**Given passage**

Hive Example

Hive Example

Here we use a simple example to help you experience InLong by Docker.

Install Hive

Hive is the necessary component. If you don’t have Hive in your machine, we recommand using Docker to install it. Details can be found here.

Note that if you use Docker, you need to add a port mapping 8020:8020, because it’s the port of HDFS DefaultFS, and we need to use it later.

Install InLong

Before we begin, we need to install InLong. Here we provide two ways:

Install InLong with Docker by according to the instructions here.(Recommanded)
Install InLong binary according to the instructions here.

Create a data access

After deployment, we first enter the “Data Access” interface, click “Create an Access” in the upper right corner to create a new date access, and fill in the data streams group information as shown in the figure below.

Then we click the next button, and fill in the stream information as shown in the figure below.

Note that the message source is “File”, and we don’t need to create a message source manually.

Then we fill in the following information in the “data information” column below.

Then we select Hive in the data flow and click “Add” to add Hive configuration

Note that the target table does not need to be created in advance, as InLong Manager will automatically create the table for us after the access is approved. Also, please use connection test to ensure that InLong Manager can connect to your Hive.

Then we click the “Submit for Approval” button, the connection will be created successfully and enter the approval state.

Approve the data access

Then we enter the “Approval Management” interface and click “My Approval” to approve the data access that we just applied for.

At this point, the data access has been created successfully. We can see that the corresponding table has been created in Hive, and we can see that the corresponding topic has been created successfully in the management GUI of TubeMQ.

**Data shown**
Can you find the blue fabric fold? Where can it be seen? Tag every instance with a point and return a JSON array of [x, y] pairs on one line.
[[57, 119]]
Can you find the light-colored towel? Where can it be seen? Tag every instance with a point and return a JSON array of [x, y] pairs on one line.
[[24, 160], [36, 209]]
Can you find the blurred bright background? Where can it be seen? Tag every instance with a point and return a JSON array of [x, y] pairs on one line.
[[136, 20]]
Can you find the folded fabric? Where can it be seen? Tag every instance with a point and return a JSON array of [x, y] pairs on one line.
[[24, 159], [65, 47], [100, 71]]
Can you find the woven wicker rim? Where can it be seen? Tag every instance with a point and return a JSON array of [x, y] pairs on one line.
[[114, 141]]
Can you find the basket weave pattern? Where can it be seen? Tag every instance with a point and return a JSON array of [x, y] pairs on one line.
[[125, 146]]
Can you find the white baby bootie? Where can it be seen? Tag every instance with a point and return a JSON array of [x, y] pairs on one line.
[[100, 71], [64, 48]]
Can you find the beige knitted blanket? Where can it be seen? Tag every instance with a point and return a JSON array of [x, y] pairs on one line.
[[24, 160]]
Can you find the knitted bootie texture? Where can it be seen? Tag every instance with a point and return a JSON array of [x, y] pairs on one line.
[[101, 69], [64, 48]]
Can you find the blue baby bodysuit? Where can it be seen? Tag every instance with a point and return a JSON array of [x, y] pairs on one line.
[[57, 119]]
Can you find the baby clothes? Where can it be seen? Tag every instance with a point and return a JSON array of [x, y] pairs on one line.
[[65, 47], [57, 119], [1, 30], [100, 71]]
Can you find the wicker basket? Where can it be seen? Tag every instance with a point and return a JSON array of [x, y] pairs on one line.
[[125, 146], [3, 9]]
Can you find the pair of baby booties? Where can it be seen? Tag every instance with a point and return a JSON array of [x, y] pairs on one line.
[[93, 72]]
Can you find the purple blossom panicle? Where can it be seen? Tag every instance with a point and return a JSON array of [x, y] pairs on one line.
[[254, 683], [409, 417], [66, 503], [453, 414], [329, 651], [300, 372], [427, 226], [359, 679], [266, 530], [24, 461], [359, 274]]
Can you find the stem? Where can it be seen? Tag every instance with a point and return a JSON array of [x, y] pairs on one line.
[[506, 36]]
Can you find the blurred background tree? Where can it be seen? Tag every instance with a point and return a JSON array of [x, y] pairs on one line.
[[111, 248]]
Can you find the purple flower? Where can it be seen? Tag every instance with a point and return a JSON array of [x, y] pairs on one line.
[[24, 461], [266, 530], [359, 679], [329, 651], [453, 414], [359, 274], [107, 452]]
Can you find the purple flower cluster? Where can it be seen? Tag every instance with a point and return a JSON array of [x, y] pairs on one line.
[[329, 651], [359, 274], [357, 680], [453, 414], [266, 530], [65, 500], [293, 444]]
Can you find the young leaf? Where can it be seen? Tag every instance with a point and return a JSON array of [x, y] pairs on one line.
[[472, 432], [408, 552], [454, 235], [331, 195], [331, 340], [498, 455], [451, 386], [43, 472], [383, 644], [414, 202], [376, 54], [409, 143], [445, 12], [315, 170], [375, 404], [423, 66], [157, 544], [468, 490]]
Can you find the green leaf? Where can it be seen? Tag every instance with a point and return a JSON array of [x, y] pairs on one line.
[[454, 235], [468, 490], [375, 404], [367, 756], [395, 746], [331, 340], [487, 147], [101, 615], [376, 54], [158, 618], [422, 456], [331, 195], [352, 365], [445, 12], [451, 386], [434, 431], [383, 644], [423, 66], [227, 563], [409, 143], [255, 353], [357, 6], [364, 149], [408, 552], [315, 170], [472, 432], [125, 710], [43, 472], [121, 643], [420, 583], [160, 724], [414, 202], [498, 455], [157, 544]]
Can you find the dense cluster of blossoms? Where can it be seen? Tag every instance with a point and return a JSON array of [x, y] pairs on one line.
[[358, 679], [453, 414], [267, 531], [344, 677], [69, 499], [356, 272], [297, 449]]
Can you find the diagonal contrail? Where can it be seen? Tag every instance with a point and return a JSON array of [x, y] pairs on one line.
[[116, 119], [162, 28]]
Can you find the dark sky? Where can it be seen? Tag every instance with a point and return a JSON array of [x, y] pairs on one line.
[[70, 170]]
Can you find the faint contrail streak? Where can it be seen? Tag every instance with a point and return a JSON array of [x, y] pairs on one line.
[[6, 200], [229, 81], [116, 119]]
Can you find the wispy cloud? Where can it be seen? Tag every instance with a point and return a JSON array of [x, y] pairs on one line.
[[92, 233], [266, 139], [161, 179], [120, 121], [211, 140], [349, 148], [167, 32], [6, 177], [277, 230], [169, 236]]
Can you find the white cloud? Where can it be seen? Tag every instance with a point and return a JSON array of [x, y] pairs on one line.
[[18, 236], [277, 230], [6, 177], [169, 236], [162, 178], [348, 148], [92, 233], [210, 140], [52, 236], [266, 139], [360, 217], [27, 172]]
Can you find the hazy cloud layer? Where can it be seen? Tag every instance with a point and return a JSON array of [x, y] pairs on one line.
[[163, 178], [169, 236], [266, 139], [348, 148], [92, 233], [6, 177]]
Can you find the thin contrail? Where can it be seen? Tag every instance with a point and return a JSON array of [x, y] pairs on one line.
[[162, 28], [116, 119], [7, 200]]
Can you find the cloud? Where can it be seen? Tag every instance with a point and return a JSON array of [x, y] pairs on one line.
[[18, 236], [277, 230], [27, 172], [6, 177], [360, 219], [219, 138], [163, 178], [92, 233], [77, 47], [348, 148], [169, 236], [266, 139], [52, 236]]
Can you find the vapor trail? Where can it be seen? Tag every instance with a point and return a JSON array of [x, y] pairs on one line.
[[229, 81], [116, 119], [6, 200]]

**Instructions**
1) Repeat, word for word, the stretch of the Hive example guide from "Install InLong with" through "group information as shown in the figure below.".
2) Translate this sentence from the Hive example guide into Spanish: "Note that the message source is “File”, and we don’t need to create a message source manually."
3) Carry the Hive example guide forward with the next part, starting right after its final sentence.

**Outputs in order**
1)
Install InLong with Docker by according to the instructions here.(Recommanded)
Install InLong binary according to the instructions here.

Create a data access

After deployment, we first enter the “Data Access” interface, click “Create an Access” in the upper right corner to create a new date access, and fill in the data streams group information as shown in the figure below.

2) Tenga en cuenta que la fuente de mensajes es «File» y no necesitamos crear una fuente de mensajes manualmente.

3)
Configure the agent

Create a collect job by using curl to make a request.

curl --location --request POST 'http://localhost:8008/config/job' \
--header 'Content-Type: application/json' \
--data '{
"job": {
"dir": {
"path": "",
"pattern": "/data/collect-data/test.log"
},
"trigger": "org.apache.inlong.agent.plugin.trigger.DirectoryTrigger",
"id": 1,
"thread": {
"running": {
"core": "4"
}
},
"name": "fileAgentTest",
"source": "org.apache.inlong.agent.plugin.sources.TextFileSource",
"sink": "org.apache.inlong.agent.plugin.sinks.ProxySink",
"channel": "org.apache.inlong.agent.plugin.channel.MemoryChannel"
},
"proxy": {
"inlongGroupId": "b_test_group",
"inlongStreamId": "test_stream"
},
"op": "add"
}'

At this point, the agent is configured successfully. Then we need to create a new file ./collect-data/test.log and add content to it to trigger the agent to send data to the dataproxy.

mkdir collect-data
END=100000
for ((i=1;i<=END;i++)); do
    sleep 3
    echo "name_$i | $i" >> ./collect-data/test.log
done

Then we can observe the logs of agent and dataproxy, and we can see that the relevant data has been sent successfully.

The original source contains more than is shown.